**Quoted text**
---+---
ST. PAUL — Minnesota farmers hit by catastrophic winter weather could access zero-interest disaster loans through the state.

The Minnesota Senate and House of Representatives both unanimously approved a bill Thursday, March 14, that would let the Rural Finance Authority offer loans through the Disaster Recovery Loan Program to farmers who've faced damages from snow and ice.

Minnesota farmers have endured years of low commodity and milk prices and extreme winter weather has worsened problems for some as barns and other structures have collapsed under the weight of snow and ice.

"It's truly is a disaster what's happened and that on top of the declining farm economy has been adding more pain to an already painful situation," Sen. Kent Eken, DFL Twin Valley, said.

More than 70 barns have collapsed so far this year, according to the Minnesota Department of Agriculture.

Sen. Michael Goggin, R-Red Wing, carried the bill and said it was key to giving farmers another tool as they navigate tough financial times. The loans would extend back to damage caused since Jan. 1.
---+---
**Data lines**
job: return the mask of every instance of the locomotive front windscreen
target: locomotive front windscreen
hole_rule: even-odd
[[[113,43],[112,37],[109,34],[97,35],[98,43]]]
---+---
**Requirement**
Return the stretch of the article on disaster loans for Minnesota farmers from "ST. PAUL — Minnesota" through "of snow and ice.", copied word for word.

**Answer to this task**
ST. PAUL — Minnesota farmers hit by catastrophic winter weather could access zero-interest disaster loans through the state.

The Minnesota Senate and House of Representatives both unanimously approved a bill Thursday, March 14, that would let the Rural Finance Authority offer loans through the Disaster Recovery Loan Program to farmers who've faced damages from snow and ice.

Minnesota farmers have endured years of low commodity and milk prices and extreme winter weather has worsened problems for some as barns and other structures have collapsed under the weight of snow and ice.